** start **

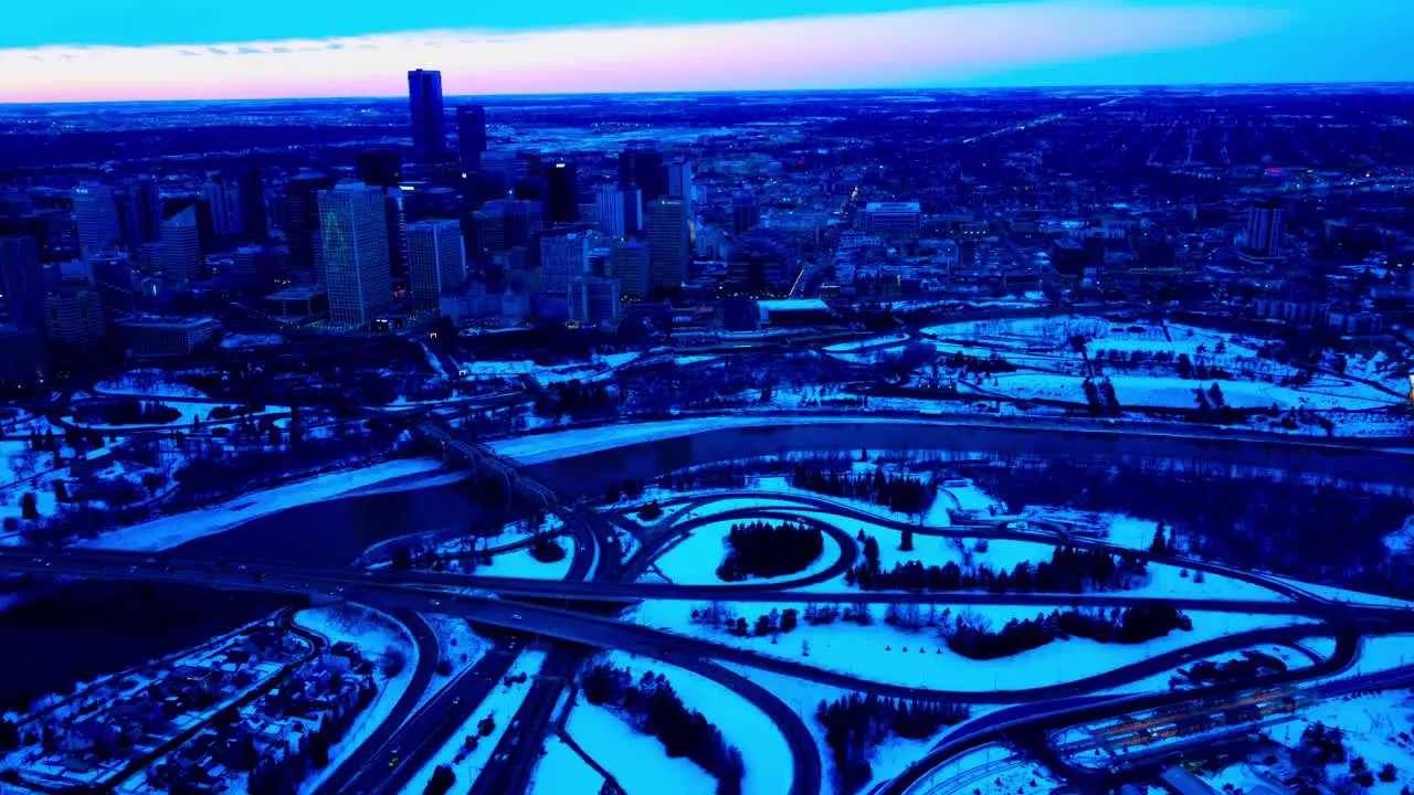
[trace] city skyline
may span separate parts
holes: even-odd
[[[320,3],[263,3],[240,24],[214,11],[175,27],[161,3],[127,10],[151,24],[106,28],[100,3],[64,27],[3,10],[0,102],[397,96],[419,66],[441,69],[447,95],[1414,79],[1398,41],[1414,10],[1383,1],[836,0],[806,14],[773,0],[498,11],[475,28],[444,4],[320,28],[304,20]]]

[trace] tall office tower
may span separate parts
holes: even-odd
[[[44,320],[51,342],[90,348],[103,340],[103,300],[95,290],[49,293],[44,298]]]
[[[594,190],[595,224],[607,238],[622,238],[626,232],[624,225],[624,192],[618,185],[605,182]]]
[[[462,174],[481,170],[486,151],[486,109],[479,105],[457,108],[457,160]]]
[[[407,194],[402,190],[379,188],[383,191],[383,212],[387,218],[387,263],[396,276],[407,274]],[[461,225],[457,225],[458,231]]]
[[[334,177],[301,170],[284,185],[284,239],[290,245],[290,266],[311,270],[324,279],[320,248],[320,191],[334,187]]]
[[[1281,202],[1253,205],[1247,215],[1247,253],[1257,257],[1281,256]]]
[[[916,201],[871,201],[861,215],[871,235],[918,235],[923,224],[923,208]]]
[[[355,173],[358,181],[383,191],[383,208],[387,212],[387,256],[395,276],[407,273],[407,229],[406,195],[400,188],[403,181],[403,153],[395,149],[361,151]]]
[[[621,314],[618,279],[580,276],[570,283],[570,320],[592,325],[614,323]]]
[[[441,100],[441,72],[407,72],[407,99],[413,123],[413,156],[419,163],[447,158],[447,115]]]
[[[649,250],[639,240],[609,243],[608,276],[619,280],[624,294],[642,298],[649,289]]]
[[[687,216],[693,215],[693,164],[677,158],[667,164],[667,195],[683,199]]]
[[[544,170],[546,224],[571,224],[580,219],[580,173],[570,163],[556,163]]]
[[[44,266],[34,238],[0,238],[0,287],[10,304],[10,323],[44,328]]]
[[[421,311],[437,311],[441,297],[461,287],[467,279],[461,224],[447,219],[409,224],[407,270],[413,306]]]
[[[201,256],[201,229],[197,228],[197,207],[163,221],[163,240],[157,265],[168,282],[201,282],[206,277],[206,260]]]
[[[79,226],[79,250],[83,256],[112,249],[122,242],[117,204],[107,185],[83,182],[74,190],[74,221]]]
[[[365,185],[396,188],[403,181],[403,153],[396,149],[372,149],[358,153],[355,174]]]
[[[479,252],[503,252],[510,246],[525,246],[544,228],[544,211],[537,201],[488,201],[472,214],[477,224]]]
[[[393,301],[383,191],[345,182],[320,191],[318,201],[329,320],[369,325]]]
[[[676,289],[687,280],[691,231],[683,199],[662,198],[648,205],[649,286]]]
[[[540,238],[540,279],[546,293],[567,293],[575,277],[590,272],[590,236],[554,232]]]
[[[645,202],[667,195],[663,154],[643,149],[626,149],[619,153],[619,185],[636,187],[642,191]]]
[[[240,233],[240,195],[238,190],[236,181],[221,171],[206,171],[201,198],[211,208],[211,231],[218,236]]]
[[[740,191],[731,197],[731,233],[741,235],[761,225],[761,205],[751,191]]]
[[[113,191],[113,201],[123,248],[136,252],[161,235],[163,197],[157,192],[157,180],[139,177],[122,182]]]
[[[260,164],[246,160],[236,170],[236,191],[240,194],[240,239],[249,243],[263,243],[270,236],[266,218],[264,180],[260,178]]]

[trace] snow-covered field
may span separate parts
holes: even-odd
[[[737,522],[713,522],[693,529],[686,539],[658,557],[655,567],[667,581],[679,586],[721,584],[723,580],[717,577],[717,566],[727,556],[727,535],[734,523]],[[829,569],[840,559],[840,545],[829,533],[824,533],[823,540],[823,552],[803,570],[781,577],[751,577],[742,584],[759,586],[799,580]]]
[[[520,547],[502,552],[491,559],[491,563],[477,566],[477,574],[482,577],[526,577],[532,580],[563,580],[570,573],[574,563],[574,542],[557,539],[564,547],[564,557],[554,563],[540,563],[530,555],[530,547]]]
[[[1308,704],[1297,712],[1295,720],[1273,726],[1264,734],[1282,745],[1295,747],[1301,744],[1301,733],[1312,723],[1339,727],[1350,760],[1362,757],[1372,772],[1379,772],[1386,764],[1394,765],[1394,781],[1380,781],[1376,777],[1373,787],[1362,791],[1370,795],[1398,795],[1414,784],[1414,740],[1408,736],[1411,720],[1414,703],[1410,692],[1384,690]],[[1222,771],[1216,782],[1222,787],[1225,775],[1240,772]],[[1332,782],[1349,772],[1349,764],[1333,762],[1326,767],[1326,777]]]
[[[211,412],[219,407],[216,403],[205,403],[205,402],[202,402],[202,403],[194,403],[194,402],[188,402],[188,400],[164,399],[164,400],[161,400],[161,405],[163,406],[168,406],[171,409],[175,409],[177,413],[178,413],[178,416],[175,419],[173,419],[173,420],[165,422],[165,423],[150,423],[150,424],[189,426],[189,424],[197,423],[197,422],[211,423],[211,424],[230,424],[230,423],[238,423],[238,422],[240,422],[243,419],[259,419],[259,417],[266,417],[266,416],[270,416],[270,414],[287,414],[287,413],[290,413],[290,407],[288,406],[266,406],[264,409],[262,409],[259,412],[252,412],[252,413],[247,413],[247,414],[240,414],[240,416],[233,416],[233,417],[226,417],[226,419],[212,419],[211,417]],[[236,403],[228,403],[226,407],[235,409],[235,407],[238,407],[238,405]],[[143,424],[116,424],[115,426],[115,424],[103,424],[103,423],[82,423],[76,417],[72,417],[72,416],[69,417],[69,420],[74,424],[76,424],[76,426],[88,427],[88,429],[93,429],[93,430],[130,430],[130,429],[134,429],[134,427],[144,427]]]
[[[703,713],[708,723],[721,729],[727,743],[741,750],[745,762],[747,775],[741,781],[742,795],[779,795],[790,789],[790,747],[776,724],[751,702],[691,671],[626,652],[611,652],[608,662],[628,668],[633,672],[635,679],[645,671],[662,673],[672,683],[673,690],[677,690],[687,709]],[[584,743],[577,734],[571,733],[571,737],[581,744]],[[659,754],[662,754],[662,745],[659,745]],[[600,757],[594,758],[611,772],[614,771]],[[655,789],[649,788],[642,792],[650,795]],[[636,794],[629,789],[628,795]]]
[[[888,743],[880,747],[881,757],[889,755]],[[916,754],[912,747],[916,743],[898,741],[894,745],[906,745],[904,750]],[[916,758],[916,755],[913,757]],[[908,767],[905,761],[899,770]],[[929,795],[953,795],[967,792],[970,795],[1014,795],[1027,792],[1042,795],[1059,789],[1062,782],[1046,768],[1018,755],[1011,748],[1001,745],[983,745],[962,755],[947,760],[933,772],[921,778],[909,792],[926,792]]]
[[[540,386],[563,383],[567,381],[592,381],[602,378],[617,368],[621,368],[639,358],[641,352],[598,355],[588,362],[573,362],[567,365],[537,365],[533,361],[501,361],[485,359],[478,362],[460,362],[461,372],[469,379],[513,379],[532,378]]]
[[[81,546],[156,552],[192,539],[222,533],[243,522],[286,508],[331,499],[351,491],[411,475],[427,475],[440,470],[441,461],[436,458],[399,458],[358,470],[328,472],[238,497],[202,511],[188,511],[130,528],[119,528],[93,540],[82,542]]]
[[[373,676],[378,680],[378,695],[373,696],[373,702],[354,719],[344,738],[329,750],[329,765],[300,784],[300,792],[308,794],[378,730],[403,697],[417,669],[417,644],[387,615],[352,603],[301,610],[296,614],[294,622],[324,635],[331,644],[346,641],[358,646],[365,659],[373,661]],[[380,665],[380,661],[390,654],[400,654],[404,659],[402,671],[392,679],[385,676]]]
[[[170,373],[160,369],[134,369],[93,385],[93,390],[105,395],[161,395],[163,398],[205,398],[195,386],[178,383]]]
[[[1114,396],[1124,407],[1193,409],[1198,406],[1195,389],[1205,392],[1213,383],[1223,400],[1234,409],[1379,409],[1396,399],[1360,385],[1340,386],[1335,382],[1315,382],[1304,388],[1278,386],[1261,381],[1193,381],[1178,376],[1110,375]],[[986,381],[981,389],[995,395],[1025,400],[1068,400],[1085,403],[1085,378],[1051,372],[1017,371]]]
[[[1329,641],[1328,645],[1326,645],[1326,641]],[[1305,648],[1308,648],[1311,651],[1316,651],[1316,648],[1328,648],[1329,651],[1333,651],[1335,649],[1335,638],[1307,638],[1307,639],[1301,641],[1299,645],[1305,646]],[[1268,654],[1268,655],[1280,659],[1281,662],[1284,662],[1287,665],[1287,669],[1290,669],[1290,671],[1295,671],[1298,668],[1311,668],[1311,665],[1312,665],[1311,658],[1308,655],[1297,651],[1292,646],[1277,645],[1277,644],[1266,644],[1266,645],[1261,645],[1261,646],[1251,646],[1250,651],[1257,651],[1257,652]],[[1178,689],[1178,687],[1189,687],[1192,683],[1191,683],[1191,680],[1186,676],[1182,676],[1179,673],[1181,669],[1186,671],[1186,669],[1192,668],[1193,665],[1196,665],[1199,662],[1203,662],[1203,661],[1219,662],[1220,663],[1220,662],[1229,662],[1229,661],[1233,661],[1233,659],[1239,659],[1241,656],[1243,656],[1241,655],[1241,649],[1239,649],[1239,651],[1233,651],[1233,652],[1227,652],[1227,654],[1220,654],[1220,655],[1213,655],[1213,656],[1205,656],[1202,659],[1193,659],[1193,661],[1185,662],[1184,665],[1178,665],[1178,666],[1172,668],[1171,671],[1165,671],[1162,673],[1155,673],[1154,676],[1145,676],[1144,679],[1135,679],[1134,682],[1127,682],[1124,685],[1120,685],[1118,687],[1111,687],[1109,690],[1104,690],[1104,693],[1154,693],[1154,692],[1171,690],[1171,689]]]
[[[618,779],[626,795],[655,795],[663,792],[665,785],[674,795],[717,792],[717,779],[707,771],[684,757],[669,758],[658,738],[639,734],[607,707],[581,700],[570,712],[566,730],[591,760]]]
[[[445,675],[441,671],[433,672],[433,680],[419,700],[419,706],[427,703],[454,676],[477,665],[482,655],[492,648],[491,641],[478,635],[471,628],[471,624],[460,615],[428,613],[423,615],[423,621],[436,632],[437,648],[441,651],[443,659],[451,665],[451,669]]]
[[[947,596],[939,594],[936,610],[942,613],[946,603]],[[1065,600],[1058,598],[1056,607],[1063,608],[1063,604]],[[1159,652],[1181,649],[1233,632],[1309,622],[1299,617],[1189,611],[1188,615],[1193,621],[1192,631],[1169,632],[1167,637],[1147,644],[1099,644],[1085,638],[1072,638],[1052,641],[1038,649],[1003,659],[974,661],[949,651],[936,629],[923,628],[915,632],[885,624],[884,611],[880,608],[872,611],[874,622],[868,627],[847,621],[812,627],[802,620],[800,627],[789,634],[741,638],[693,624],[690,614],[694,607],[699,605],[687,601],[643,603],[626,613],[625,618],[669,632],[701,637],[713,642],[874,682],[939,690],[1019,690],[1073,682],[1140,662]],[[745,618],[748,625],[772,608],[800,608],[800,605],[771,603],[742,603],[727,607]],[[986,621],[993,628],[1001,628],[1012,618],[1035,618],[1042,611],[1041,607],[969,605],[954,608],[952,617],[970,615]],[[929,607],[922,605],[921,613],[926,617]],[[775,642],[772,642],[773,638]],[[803,654],[805,644],[809,644],[809,655]]]
[[[549,736],[534,767],[530,795],[598,795],[604,777],[559,736]]]
[[[477,781],[482,768],[486,767],[486,762],[491,761],[491,754],[495,751],[496,743],[501,743],[501,737],[506,733],[506,727],[510,726],[510,719],[515,716],[516,709],[525,700],[526,693],[530,692],[530,686],[534,685],[534,678],[539,675],[542,665],[544,665],[543,651],[527,649],[520,652],[520,656],[512,663],[506,676],[512,678],[526,673],[526,680],[515,685],[506,685],[505,682],[496,685],[475,712],[471,713],[467,723],[462,723],[461,729],[452,734],[451,740],[423,765],[423,770],[417,771],[417,775],[413,777],[404,792],[426,792],[427,784],[431,781],[433,772],[438,765],[451,767],[452,774],[457,777],[455,784],[452,784],[447,795],[467,795],[471,792],[471,785]],[[495,720],[495,730],[489,736],[481,737],[477,748],[458,761],[457,757],[461,754],[467,737],[475,736],[477,724],[488,716]]]

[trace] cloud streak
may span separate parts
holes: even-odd
[[[860,16],[530,33],[0,50],[0,102],[389,96],[410,68],[447,93],[947,85],[1011,69],[1198,48],[1271,33],[1240,6],[1039,0]],[[192,57],[195,54],[195,57]],[[51,68],[23,64],[41,57]]]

** end **

Transcribe the entries verbatim, covering the stretch from the line containing "[trace] cloud streak" through the end of the entries.

Answer to the problem:
[trace] cloud streak
may span separate parts
holes: even-odd
[[[860,16],[530,33],[0,50],[0,102],[389,96],[410,68],[447,93],[947,85],[1011,69],[1198,48],[1271,33],[1240,6],[1039,0]],[[192,57],[195,54],[195,57]],[[51,68],[23,64],[41,57]]]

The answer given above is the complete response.